Goal - Give only the number of lines in the entries below that contain the string "cheese". Case counts.

[Extracted records]

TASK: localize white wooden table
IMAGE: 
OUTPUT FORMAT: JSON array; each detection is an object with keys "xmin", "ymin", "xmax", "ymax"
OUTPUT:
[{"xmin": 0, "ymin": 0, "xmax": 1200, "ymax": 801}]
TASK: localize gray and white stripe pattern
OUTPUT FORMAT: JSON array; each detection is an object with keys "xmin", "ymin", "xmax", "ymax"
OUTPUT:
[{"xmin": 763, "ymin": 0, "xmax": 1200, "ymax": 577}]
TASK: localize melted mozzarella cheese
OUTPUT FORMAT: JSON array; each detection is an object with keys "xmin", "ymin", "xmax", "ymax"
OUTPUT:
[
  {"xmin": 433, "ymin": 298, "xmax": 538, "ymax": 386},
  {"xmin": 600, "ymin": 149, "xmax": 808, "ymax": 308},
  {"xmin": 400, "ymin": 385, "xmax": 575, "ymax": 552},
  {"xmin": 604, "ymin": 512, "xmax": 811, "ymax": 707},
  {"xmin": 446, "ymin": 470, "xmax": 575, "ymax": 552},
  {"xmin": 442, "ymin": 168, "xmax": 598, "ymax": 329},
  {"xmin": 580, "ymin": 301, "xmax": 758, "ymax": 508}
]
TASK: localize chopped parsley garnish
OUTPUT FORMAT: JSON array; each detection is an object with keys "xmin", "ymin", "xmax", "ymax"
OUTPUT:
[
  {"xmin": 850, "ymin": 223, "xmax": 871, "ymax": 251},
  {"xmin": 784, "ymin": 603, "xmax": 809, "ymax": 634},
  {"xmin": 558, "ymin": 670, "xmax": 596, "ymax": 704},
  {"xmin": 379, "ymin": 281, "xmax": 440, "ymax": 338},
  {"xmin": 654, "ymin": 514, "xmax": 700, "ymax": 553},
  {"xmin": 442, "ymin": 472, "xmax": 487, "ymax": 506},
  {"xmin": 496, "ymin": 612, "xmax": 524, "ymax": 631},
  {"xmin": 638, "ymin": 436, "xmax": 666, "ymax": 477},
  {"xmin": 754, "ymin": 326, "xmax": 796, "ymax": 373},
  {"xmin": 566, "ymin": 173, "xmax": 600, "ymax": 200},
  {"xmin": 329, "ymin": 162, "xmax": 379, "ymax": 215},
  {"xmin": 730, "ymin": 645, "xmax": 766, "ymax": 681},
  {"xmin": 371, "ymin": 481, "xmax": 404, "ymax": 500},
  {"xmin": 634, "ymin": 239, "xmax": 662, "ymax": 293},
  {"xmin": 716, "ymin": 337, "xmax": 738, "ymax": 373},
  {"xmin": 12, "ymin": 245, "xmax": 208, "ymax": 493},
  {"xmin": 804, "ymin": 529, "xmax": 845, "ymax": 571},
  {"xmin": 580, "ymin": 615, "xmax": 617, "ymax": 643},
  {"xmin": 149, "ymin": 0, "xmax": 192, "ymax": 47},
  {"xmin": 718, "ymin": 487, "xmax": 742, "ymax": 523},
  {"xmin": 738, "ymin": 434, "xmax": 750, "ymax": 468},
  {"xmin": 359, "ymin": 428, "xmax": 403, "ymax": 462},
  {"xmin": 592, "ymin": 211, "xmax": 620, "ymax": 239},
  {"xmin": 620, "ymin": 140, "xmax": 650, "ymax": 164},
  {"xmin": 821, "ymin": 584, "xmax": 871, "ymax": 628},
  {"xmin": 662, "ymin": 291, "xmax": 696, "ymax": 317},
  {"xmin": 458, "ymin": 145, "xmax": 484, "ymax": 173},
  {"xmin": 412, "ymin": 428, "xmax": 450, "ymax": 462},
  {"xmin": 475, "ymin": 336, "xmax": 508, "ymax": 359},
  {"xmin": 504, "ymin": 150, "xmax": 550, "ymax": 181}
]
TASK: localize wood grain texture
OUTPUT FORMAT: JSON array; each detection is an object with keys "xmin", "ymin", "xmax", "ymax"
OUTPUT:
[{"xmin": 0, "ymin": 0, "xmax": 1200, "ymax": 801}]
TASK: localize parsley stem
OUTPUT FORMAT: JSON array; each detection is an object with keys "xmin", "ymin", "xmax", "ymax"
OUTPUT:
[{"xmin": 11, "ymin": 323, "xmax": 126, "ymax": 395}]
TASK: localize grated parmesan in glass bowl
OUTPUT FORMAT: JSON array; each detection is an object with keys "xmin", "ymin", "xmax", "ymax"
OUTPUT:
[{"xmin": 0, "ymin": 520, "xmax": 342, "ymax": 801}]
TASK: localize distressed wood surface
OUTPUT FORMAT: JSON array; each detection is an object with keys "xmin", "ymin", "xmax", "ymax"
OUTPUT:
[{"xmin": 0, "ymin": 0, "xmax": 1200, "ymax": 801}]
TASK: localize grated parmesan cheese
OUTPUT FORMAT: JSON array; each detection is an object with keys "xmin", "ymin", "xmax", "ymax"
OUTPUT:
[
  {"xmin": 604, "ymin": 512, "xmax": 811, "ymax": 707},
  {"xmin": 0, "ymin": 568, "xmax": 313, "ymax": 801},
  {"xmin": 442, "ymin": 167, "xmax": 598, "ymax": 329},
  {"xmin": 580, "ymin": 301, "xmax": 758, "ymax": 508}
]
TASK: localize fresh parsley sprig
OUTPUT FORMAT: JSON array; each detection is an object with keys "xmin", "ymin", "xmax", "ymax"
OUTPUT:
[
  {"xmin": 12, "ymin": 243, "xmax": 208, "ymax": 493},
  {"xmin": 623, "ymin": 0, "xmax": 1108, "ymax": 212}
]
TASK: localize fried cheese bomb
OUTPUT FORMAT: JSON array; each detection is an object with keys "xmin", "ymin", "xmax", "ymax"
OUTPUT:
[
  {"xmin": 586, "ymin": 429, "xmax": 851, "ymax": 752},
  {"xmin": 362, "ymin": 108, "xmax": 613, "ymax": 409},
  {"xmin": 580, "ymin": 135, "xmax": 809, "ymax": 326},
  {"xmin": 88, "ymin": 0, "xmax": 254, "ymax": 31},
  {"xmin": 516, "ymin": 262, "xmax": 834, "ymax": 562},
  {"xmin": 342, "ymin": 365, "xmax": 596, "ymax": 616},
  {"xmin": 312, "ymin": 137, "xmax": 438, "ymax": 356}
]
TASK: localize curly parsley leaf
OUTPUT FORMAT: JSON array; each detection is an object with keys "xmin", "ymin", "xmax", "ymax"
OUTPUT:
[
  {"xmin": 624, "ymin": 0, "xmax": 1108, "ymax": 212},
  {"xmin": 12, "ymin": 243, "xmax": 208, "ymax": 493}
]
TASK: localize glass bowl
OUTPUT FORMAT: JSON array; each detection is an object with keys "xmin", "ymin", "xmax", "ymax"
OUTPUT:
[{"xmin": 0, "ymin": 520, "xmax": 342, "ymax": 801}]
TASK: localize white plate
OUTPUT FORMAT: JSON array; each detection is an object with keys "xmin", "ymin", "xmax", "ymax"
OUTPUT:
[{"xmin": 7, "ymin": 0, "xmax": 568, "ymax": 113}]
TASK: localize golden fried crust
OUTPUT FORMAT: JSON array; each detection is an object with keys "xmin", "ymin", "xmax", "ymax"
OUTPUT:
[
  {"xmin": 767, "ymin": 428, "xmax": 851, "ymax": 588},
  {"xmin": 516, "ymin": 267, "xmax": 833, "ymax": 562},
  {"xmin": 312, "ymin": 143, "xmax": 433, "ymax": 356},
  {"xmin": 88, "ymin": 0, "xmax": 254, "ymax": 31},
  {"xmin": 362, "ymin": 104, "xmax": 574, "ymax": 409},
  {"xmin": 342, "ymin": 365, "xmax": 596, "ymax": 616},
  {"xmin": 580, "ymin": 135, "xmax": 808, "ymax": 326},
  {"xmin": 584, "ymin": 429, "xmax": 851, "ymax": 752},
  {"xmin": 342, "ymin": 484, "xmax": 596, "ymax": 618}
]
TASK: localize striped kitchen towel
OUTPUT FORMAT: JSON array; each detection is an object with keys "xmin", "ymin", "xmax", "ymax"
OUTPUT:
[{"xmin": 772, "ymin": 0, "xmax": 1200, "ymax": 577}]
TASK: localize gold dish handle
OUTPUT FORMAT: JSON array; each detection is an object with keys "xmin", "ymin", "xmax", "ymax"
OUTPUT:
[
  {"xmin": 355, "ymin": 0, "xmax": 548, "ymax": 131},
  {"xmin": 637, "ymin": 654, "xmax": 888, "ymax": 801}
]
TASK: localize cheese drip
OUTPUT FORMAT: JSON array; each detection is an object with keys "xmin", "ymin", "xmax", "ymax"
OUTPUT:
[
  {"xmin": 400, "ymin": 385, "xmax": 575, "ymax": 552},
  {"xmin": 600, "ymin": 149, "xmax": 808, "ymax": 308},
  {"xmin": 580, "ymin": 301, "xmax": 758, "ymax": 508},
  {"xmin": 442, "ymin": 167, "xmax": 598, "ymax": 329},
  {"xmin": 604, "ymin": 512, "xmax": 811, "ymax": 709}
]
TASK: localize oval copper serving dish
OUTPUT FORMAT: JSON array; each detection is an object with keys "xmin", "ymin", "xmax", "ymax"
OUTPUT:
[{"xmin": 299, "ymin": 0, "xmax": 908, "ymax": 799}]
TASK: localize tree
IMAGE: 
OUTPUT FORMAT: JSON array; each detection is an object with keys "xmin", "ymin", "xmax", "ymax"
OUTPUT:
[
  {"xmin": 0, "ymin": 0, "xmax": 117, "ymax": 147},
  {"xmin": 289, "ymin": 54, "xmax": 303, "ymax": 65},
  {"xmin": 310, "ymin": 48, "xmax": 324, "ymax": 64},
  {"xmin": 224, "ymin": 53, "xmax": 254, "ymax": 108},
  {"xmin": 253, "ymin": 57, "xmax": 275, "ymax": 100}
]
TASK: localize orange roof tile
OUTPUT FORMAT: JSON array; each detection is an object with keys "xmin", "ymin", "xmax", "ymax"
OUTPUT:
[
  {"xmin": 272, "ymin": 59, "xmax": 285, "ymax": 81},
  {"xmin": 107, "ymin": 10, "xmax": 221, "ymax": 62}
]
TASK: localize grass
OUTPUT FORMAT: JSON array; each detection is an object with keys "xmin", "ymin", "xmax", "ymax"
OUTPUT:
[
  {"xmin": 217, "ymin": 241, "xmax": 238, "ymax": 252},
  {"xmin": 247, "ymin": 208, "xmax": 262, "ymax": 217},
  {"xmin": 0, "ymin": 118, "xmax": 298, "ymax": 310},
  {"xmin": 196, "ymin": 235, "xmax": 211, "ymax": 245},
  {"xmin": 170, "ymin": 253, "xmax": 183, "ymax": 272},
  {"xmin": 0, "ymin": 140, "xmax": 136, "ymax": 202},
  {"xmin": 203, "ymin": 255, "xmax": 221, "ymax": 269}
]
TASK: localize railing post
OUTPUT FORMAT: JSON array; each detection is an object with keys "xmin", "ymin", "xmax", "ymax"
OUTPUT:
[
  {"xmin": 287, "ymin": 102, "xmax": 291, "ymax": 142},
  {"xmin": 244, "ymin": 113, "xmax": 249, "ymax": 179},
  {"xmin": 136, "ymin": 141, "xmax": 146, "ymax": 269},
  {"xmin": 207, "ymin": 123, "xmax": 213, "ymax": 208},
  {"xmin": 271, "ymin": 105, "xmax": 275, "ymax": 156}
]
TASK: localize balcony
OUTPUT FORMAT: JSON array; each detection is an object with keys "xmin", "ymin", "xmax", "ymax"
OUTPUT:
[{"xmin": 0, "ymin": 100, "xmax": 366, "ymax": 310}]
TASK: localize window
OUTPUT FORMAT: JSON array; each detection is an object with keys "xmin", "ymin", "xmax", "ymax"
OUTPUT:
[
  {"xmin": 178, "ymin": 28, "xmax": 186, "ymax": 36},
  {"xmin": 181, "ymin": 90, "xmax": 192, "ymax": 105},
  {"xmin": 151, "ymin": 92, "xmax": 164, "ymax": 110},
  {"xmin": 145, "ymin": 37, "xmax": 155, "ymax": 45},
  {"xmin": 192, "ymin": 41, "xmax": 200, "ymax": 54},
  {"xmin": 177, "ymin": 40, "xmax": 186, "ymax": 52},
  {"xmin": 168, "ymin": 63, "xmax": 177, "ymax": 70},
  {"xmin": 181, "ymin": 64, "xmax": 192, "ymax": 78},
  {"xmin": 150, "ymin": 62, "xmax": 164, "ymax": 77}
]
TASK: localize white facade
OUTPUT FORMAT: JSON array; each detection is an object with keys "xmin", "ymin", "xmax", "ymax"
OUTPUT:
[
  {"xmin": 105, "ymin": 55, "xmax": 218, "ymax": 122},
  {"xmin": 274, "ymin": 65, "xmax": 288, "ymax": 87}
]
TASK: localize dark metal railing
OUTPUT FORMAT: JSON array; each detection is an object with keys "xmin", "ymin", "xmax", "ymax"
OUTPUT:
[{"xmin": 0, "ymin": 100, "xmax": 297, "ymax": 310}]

Solution to the problem - 4